** begin **
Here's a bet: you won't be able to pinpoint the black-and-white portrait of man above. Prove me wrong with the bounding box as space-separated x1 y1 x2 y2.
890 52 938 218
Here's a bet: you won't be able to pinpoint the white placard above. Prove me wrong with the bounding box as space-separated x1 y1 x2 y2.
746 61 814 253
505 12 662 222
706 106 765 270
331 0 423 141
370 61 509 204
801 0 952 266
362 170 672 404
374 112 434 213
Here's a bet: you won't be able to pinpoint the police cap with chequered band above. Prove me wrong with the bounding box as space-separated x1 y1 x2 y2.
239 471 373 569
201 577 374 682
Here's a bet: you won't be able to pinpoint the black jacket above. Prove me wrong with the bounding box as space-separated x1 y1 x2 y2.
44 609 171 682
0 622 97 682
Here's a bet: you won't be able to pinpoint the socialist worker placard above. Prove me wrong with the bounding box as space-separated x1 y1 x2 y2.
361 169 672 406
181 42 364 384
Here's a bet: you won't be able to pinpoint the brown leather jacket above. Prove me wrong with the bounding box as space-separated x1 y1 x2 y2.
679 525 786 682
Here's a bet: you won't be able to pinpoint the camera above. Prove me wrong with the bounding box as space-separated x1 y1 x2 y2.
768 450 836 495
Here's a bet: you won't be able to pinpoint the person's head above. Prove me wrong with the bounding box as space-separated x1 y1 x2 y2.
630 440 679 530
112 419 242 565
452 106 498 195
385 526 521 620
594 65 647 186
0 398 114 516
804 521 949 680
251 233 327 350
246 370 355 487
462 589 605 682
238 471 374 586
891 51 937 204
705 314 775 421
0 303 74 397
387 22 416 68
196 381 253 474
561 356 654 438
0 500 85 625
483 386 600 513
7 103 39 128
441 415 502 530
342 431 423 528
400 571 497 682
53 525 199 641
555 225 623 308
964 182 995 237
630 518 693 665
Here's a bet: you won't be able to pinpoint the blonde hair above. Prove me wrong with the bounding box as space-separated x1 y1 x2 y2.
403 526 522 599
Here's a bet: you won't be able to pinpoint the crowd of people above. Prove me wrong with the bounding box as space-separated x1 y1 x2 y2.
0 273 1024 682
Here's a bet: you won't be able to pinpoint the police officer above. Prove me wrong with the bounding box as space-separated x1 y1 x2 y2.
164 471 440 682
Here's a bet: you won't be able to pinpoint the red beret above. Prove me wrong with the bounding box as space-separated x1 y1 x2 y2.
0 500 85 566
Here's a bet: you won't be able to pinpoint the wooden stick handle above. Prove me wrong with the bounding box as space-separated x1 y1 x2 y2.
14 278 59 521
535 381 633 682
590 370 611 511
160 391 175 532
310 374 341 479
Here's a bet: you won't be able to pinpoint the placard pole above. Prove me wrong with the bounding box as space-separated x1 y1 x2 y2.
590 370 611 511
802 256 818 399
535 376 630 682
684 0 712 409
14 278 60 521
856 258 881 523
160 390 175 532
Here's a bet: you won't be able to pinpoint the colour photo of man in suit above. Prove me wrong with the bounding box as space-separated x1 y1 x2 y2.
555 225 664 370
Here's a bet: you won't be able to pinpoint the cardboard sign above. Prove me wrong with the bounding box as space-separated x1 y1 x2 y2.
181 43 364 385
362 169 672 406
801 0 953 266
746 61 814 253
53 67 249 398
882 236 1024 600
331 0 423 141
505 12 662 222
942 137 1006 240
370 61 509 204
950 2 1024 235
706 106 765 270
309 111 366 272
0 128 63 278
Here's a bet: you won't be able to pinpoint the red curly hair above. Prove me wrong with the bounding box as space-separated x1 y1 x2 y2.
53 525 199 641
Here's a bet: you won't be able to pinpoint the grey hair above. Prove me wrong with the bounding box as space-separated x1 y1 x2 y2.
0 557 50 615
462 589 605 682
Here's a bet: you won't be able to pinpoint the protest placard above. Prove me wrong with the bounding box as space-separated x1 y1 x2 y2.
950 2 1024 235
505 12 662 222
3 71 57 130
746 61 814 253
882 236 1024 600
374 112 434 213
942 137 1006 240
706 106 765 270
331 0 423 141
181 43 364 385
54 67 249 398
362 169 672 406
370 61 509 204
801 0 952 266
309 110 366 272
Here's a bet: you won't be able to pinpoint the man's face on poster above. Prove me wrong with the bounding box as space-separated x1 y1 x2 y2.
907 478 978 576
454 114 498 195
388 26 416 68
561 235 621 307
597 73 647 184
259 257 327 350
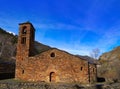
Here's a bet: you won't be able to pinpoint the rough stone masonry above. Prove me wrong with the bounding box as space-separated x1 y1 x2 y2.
15 22 97 83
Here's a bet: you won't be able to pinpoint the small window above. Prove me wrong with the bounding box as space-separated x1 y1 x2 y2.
50 53 55 57
21 37 26 44
80 67 83 71
22 70 25 74
22 26 27 34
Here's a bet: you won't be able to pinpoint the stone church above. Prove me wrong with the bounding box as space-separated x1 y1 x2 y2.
15 22 97 83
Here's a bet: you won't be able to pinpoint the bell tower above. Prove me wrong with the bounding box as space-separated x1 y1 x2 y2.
15 22 35 78
17 22 35 60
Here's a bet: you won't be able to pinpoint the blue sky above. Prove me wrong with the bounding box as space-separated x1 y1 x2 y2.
0 0 120 55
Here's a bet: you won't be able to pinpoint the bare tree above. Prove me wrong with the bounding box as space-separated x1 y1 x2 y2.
90 48 100 59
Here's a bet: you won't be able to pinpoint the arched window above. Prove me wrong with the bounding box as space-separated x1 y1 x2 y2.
22 26 27 34
50 53 55 57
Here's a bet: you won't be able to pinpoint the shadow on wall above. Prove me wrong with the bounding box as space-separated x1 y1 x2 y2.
0 73 15 80
97 77 105 82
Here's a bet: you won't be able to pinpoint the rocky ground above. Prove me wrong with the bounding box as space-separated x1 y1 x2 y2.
0 80 120 89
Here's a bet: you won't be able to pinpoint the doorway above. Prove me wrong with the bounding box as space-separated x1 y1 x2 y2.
50 72 56 82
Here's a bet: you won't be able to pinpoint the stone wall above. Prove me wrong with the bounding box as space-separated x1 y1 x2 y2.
16 49 96 83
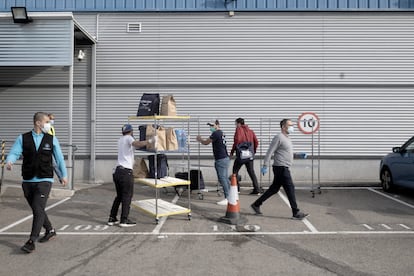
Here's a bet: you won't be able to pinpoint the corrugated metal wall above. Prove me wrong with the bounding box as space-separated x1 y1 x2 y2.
0 0 414 12
0 53 90 156
0 19 73 66
90 13 414 156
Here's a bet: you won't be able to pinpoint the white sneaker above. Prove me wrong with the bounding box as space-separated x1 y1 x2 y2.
217 198 229 206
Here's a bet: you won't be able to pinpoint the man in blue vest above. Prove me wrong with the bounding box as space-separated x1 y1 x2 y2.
6 112 68 253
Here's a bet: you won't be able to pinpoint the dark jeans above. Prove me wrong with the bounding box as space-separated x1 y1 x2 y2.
233 158 261 192
110 166 134 222
253 166 299 215
22 181 52 241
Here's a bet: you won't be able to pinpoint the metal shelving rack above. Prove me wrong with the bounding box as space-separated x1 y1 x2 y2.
128 115 191 224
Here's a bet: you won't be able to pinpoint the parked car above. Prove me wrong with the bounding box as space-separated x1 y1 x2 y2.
380 136 414 192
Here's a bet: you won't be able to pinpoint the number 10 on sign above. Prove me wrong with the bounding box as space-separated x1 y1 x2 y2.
298 112 319 134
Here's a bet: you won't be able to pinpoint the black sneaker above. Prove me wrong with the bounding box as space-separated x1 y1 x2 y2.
292 212 309 220
108 217 119 226
250 203 263 215
39 229 56 242
20 240 35 253
119 219 137 227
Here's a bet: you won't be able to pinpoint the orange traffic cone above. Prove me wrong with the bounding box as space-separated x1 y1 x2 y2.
219 174 247 225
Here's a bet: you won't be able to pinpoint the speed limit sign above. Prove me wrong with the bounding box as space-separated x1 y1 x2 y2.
298 112 319 134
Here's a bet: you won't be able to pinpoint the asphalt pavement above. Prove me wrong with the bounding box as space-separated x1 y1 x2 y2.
0 183 414 275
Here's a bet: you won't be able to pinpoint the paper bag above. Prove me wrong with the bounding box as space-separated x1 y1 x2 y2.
161 95 177 116
132 158 148 178
146 125 167 151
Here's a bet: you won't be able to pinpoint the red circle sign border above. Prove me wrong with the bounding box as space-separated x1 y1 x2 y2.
298 112 319 134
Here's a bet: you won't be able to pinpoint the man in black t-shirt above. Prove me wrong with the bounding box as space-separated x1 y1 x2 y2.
197 120 230 206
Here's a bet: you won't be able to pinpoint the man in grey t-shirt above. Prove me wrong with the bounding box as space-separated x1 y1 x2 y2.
251 119 308 219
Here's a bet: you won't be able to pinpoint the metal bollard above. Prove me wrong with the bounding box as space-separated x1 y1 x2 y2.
0 140 6 194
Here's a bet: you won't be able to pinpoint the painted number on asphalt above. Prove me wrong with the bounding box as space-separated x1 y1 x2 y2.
59 224 109 231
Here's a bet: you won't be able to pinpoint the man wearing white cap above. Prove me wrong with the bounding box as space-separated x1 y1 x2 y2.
108 124 156 227
197 120 230 206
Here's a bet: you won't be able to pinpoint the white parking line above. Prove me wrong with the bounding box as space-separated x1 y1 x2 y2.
152 194 180 234
368 188 414 209
0 231 414 237
362 224 374 230
278 192 319 233
0 197 70 233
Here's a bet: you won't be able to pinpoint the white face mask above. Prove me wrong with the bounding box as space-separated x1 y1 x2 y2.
42 123 51 133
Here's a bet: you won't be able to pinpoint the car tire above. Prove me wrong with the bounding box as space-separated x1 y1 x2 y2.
381 169 394 192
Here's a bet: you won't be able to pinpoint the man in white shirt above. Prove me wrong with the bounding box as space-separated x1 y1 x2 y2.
108 124 155 227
** end **
### INSTRUCTIONS TO FOLLOW
Update the stretch from the line containing "Here's a bet: you won't be able to pinpoint the person's" through the line containing "403 526 522 599" by replacing "Prove me wrong" with "Show me", keeping everything else the same. Return only those lines.

### WRITTEN RESPONSE
Here's a bet: you won't be able to pinpoint the person's head above. Show me with the bounding box as space-separated x1 y1 x2 y2.
630 440 679 530
112 419 242 565
452 106 498 195
385 526 521 620
594 65 647 186
0 398 114 516
804 521 949 680
251 233 327 350
246 370 355 487
462 589 605 682
238 471 374 586
891 51 937 204
705 314 775 421
0 303 74 397
387 22 416 68
196 381 253 474
561 356 654 438
0 500 85 625
483 386 600 513
7 103 39 128
441 415 502 530
342 431 423 528
400 571 497 682
53 525 199 641
555 225 623 308
964 182 995 237
630 518 693 665
Here's a bet: you won't be able to pinpoint the blonde hair above. Show me with the bounding box as space-separated x1 y1 x2 y2.
403 526 522 599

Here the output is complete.